→ Data provided
========================

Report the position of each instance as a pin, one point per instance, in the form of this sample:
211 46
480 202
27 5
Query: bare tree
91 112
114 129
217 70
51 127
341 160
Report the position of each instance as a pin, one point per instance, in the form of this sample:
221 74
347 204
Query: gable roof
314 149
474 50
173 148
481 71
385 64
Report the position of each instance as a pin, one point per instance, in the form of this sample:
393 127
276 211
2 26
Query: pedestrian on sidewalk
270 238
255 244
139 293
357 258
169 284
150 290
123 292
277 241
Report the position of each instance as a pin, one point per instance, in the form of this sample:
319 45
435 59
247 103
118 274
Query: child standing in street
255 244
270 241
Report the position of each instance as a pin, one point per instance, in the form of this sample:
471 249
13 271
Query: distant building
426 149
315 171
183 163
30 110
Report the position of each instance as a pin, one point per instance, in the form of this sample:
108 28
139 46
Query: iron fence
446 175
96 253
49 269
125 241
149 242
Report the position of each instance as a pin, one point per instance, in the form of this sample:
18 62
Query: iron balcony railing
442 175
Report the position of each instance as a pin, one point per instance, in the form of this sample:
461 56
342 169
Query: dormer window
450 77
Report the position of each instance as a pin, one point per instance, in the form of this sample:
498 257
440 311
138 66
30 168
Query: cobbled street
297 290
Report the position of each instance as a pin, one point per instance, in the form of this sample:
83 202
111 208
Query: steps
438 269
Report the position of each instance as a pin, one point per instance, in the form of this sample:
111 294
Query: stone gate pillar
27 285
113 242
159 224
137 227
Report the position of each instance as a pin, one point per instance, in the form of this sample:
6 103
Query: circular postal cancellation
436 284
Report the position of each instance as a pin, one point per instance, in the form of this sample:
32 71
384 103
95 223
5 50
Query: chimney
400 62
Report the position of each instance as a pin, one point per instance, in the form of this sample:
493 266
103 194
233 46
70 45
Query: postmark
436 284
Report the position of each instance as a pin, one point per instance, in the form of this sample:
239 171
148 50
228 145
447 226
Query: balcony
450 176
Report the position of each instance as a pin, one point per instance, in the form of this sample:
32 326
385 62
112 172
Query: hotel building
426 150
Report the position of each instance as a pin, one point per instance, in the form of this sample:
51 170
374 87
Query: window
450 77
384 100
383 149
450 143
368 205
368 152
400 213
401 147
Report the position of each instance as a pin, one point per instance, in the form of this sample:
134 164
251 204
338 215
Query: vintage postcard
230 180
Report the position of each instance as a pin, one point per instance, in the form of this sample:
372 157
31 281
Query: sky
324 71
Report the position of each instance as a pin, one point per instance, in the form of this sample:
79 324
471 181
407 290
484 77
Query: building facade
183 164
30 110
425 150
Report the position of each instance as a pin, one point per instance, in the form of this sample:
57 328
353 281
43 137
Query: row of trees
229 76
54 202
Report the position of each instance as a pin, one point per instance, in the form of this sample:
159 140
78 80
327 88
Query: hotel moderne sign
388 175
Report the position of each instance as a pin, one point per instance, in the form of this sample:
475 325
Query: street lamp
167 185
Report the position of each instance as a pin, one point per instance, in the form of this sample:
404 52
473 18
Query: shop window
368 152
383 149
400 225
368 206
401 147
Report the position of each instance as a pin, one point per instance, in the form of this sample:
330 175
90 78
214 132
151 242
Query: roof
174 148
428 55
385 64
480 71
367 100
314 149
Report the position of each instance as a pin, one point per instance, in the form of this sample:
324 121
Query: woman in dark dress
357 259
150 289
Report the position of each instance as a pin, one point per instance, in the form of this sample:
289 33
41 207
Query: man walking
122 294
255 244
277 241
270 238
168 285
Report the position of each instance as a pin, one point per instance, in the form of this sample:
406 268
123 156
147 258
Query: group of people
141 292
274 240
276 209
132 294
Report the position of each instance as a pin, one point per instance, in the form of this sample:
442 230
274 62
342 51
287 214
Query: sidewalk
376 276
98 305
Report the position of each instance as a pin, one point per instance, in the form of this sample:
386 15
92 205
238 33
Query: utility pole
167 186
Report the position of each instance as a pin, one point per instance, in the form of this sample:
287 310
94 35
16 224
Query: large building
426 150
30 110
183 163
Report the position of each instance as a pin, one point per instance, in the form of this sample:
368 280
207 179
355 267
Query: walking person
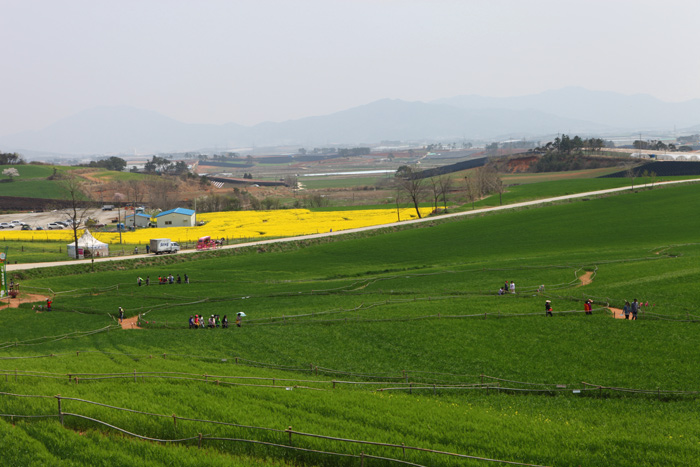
635 309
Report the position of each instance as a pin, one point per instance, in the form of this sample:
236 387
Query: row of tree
161 165
113 163
564 144
11 158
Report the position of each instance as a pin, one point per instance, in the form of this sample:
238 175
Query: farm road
19 267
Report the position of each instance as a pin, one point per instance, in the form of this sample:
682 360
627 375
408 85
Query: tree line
11 158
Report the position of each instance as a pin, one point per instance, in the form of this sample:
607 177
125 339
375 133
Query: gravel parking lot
36 219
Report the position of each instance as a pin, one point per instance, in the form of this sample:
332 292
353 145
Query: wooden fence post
60 413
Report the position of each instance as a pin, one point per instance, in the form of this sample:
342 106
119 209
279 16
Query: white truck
163 245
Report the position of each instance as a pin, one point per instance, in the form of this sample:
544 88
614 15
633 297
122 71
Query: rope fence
288 433
403 382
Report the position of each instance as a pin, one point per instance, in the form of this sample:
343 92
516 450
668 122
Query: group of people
507 287
632 308
169 279
213 321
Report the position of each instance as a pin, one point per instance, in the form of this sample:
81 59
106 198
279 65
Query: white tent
90 246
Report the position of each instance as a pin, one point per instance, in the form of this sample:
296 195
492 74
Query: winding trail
8 302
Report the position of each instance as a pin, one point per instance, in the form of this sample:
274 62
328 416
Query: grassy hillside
33 182
393 338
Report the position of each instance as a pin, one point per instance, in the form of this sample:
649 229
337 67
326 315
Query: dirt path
8 302
131 323
586 278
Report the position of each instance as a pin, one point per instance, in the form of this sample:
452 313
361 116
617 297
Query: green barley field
391 348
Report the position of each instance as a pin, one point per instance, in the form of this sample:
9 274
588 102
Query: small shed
89 245
142 220
178 217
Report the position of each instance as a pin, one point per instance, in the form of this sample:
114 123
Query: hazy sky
248 61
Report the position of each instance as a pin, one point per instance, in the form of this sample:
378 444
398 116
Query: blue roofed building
141 220
178 217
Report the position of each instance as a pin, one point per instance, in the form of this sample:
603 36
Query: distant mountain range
127 130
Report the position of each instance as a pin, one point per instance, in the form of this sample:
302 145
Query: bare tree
445 186
72 187
135 193
630 174
412 185
473 187
435 191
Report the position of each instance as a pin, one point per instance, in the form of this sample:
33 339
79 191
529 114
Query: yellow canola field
240 225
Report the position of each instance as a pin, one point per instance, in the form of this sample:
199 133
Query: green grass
32 182
406 303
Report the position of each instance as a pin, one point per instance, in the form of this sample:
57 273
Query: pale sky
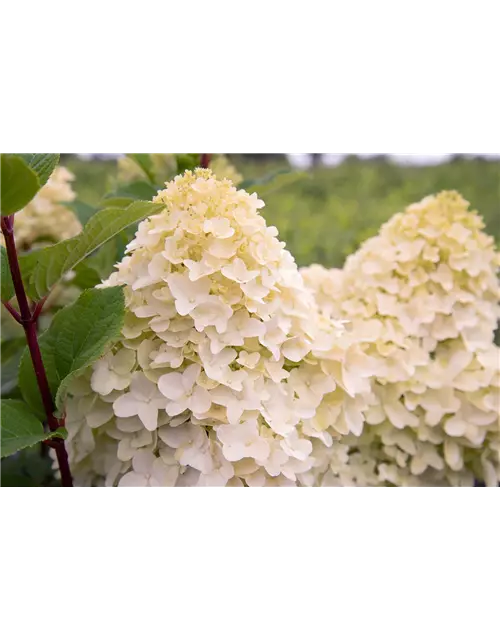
333 158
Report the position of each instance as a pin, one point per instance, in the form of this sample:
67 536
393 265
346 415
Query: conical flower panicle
207 386
429 282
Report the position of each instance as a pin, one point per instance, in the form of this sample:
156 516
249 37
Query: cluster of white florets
425 295
225 375
164 165
45 219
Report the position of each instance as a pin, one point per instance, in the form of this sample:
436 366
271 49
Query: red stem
13 312
28 320
206 157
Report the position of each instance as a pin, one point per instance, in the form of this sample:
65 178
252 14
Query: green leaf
273 182
126 194
20 429
187 160
144 161
27 469
76 338
6 285
86 277
82 210
10 357
42 163
43 268
18 184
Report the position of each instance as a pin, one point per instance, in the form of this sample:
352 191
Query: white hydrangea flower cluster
214 383
164 164
425 296
225 170
45 218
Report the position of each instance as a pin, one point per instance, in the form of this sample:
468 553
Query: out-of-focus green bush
326 216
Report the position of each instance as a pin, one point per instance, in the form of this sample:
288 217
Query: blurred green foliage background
326 215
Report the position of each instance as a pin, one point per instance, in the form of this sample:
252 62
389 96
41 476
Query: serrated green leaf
85 276
6 285
27 469
77 337
187 160
20 429
126 194
97 267
273 182
43 268
10 357
121 202
82 210
42 163
18 184
144 161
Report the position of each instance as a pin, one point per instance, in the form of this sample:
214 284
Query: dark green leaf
43 268
10 357
42 163
128 193
77 337
187 160
18 184
82 210
20 429
27 469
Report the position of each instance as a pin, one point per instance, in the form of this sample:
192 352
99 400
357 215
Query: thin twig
13 312
28 321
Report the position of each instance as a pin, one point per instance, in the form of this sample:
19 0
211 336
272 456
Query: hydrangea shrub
423 299
45 218
224 376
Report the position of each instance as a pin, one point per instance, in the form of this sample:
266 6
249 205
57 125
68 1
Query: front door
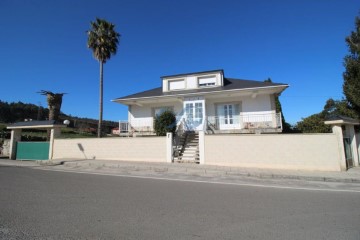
194 114
227 117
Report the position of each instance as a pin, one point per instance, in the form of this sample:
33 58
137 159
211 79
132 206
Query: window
160 110
175 85
207 81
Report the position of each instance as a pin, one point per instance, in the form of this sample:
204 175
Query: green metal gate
32 150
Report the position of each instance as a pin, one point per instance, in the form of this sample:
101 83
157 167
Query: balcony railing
243 121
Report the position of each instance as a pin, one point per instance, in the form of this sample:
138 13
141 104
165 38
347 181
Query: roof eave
284 86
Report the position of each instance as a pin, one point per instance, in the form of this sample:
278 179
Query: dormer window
207 81
177 84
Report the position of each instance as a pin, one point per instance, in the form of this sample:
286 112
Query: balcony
244 123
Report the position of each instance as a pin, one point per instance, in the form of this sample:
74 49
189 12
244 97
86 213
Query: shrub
165 122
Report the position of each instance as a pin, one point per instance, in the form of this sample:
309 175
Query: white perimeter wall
283 151
148 149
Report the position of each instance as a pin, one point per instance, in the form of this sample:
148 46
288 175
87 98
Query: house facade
206 101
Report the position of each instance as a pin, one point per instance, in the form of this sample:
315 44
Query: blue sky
301 43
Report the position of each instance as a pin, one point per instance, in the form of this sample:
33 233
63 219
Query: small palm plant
103 41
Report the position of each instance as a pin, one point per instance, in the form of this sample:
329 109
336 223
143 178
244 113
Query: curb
194 171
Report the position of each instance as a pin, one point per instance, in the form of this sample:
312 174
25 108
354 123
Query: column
54 133
337 130
169 147
354 149
15 137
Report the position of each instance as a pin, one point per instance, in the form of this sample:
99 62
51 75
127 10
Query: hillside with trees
19 111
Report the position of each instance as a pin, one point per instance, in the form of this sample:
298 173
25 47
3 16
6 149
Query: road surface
39 204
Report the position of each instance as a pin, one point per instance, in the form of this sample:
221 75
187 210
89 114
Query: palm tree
103 41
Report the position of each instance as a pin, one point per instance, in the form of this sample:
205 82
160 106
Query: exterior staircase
188 148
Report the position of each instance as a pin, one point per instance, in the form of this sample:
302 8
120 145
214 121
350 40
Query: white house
206 101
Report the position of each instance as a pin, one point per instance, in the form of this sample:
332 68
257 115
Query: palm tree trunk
100 100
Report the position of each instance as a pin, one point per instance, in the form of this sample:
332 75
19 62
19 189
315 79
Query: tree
286 126
165 122
54 101
351 86
103 41
315 123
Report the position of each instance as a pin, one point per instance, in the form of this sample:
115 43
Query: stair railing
179 133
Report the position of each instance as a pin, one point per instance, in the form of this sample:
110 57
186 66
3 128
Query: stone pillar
15 137
54 133
202 147
169 147
351 132
337 130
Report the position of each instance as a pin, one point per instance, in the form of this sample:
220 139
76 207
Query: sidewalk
350 176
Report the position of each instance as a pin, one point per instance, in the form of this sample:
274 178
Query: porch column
54 133
337 130
15 137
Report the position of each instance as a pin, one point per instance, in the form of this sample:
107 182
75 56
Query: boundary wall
146 149
276 151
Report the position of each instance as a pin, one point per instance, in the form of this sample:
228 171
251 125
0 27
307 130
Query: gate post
169 147
54 133
337 130
15 137
337 122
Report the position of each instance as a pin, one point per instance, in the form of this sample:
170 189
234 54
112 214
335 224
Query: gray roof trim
189 92
194 73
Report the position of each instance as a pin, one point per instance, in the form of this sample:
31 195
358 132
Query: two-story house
207 101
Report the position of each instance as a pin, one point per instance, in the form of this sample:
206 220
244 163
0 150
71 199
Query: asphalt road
38 204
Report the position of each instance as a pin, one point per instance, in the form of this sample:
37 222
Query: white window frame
176 81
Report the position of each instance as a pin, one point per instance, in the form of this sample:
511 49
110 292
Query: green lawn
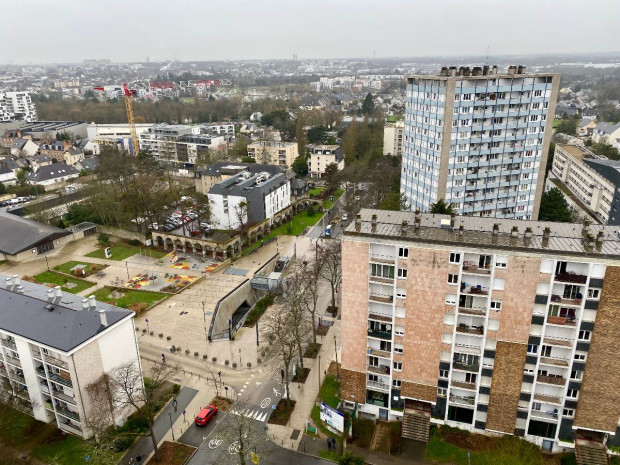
61 280
66 267
122 250
131 296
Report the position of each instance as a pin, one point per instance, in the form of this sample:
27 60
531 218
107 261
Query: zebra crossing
253 412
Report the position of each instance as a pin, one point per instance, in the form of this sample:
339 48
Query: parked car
205 415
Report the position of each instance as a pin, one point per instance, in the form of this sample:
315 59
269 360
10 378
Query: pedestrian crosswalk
253 412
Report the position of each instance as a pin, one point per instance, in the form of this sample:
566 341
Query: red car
205 415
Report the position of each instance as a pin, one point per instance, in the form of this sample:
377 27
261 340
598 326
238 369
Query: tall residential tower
478 139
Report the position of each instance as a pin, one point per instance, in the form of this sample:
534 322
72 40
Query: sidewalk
144 445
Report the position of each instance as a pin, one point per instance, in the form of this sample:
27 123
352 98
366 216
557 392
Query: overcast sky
43 31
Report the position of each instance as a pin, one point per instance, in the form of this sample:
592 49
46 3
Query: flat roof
64 328
565 238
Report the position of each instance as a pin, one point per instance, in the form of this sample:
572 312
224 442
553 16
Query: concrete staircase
590 452
416 425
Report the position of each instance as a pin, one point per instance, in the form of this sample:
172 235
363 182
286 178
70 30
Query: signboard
332 417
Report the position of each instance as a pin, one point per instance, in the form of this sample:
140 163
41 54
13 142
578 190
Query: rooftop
60 322
564 238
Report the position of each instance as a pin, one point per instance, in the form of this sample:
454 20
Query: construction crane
128 94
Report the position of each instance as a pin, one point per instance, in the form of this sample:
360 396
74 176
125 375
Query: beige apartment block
499 326
273 153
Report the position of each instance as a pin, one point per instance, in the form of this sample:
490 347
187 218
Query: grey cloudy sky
43 31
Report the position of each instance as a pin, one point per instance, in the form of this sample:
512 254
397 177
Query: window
584 335
576 374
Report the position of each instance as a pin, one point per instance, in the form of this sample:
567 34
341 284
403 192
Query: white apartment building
478 139
54 346
321 156
593 179
17 105
393 136
161 140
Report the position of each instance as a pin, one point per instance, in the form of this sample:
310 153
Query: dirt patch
222 403
281 414
172 453
466 440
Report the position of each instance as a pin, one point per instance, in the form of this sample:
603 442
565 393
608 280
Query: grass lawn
122 250
63 281
66 267
130 297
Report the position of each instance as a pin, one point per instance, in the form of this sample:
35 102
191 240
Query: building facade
273 153
54 346
321 156
17 105
501 327
478 139
393 135
593 179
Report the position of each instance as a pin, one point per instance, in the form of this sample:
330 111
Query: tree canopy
554 207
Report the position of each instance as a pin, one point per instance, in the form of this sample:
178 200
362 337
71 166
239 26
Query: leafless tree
130 390
331 270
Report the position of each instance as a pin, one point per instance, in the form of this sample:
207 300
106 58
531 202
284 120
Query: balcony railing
380 334
571 277
547 379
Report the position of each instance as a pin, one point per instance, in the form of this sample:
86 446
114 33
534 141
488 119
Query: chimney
103 317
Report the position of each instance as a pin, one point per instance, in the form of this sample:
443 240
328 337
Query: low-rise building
393 134
249 196
54 346
490 325
593 179
273 153
321 156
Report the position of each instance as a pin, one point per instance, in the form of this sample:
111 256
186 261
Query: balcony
380 298
60 380
462 400
571 277
378 385
8 343
463 328
68 413
57 362
556 380
387 335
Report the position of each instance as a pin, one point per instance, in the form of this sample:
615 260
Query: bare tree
331 270
130 390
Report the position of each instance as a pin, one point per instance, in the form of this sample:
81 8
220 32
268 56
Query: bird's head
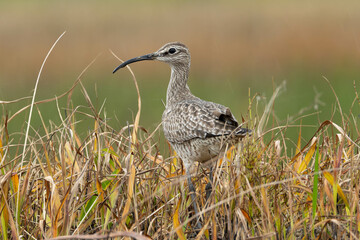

========================

→ Problem statement
How many lines of the records above contain the string "white"? Treat uppercase and lowercase as different, and give only the number.

→ Finished answer
8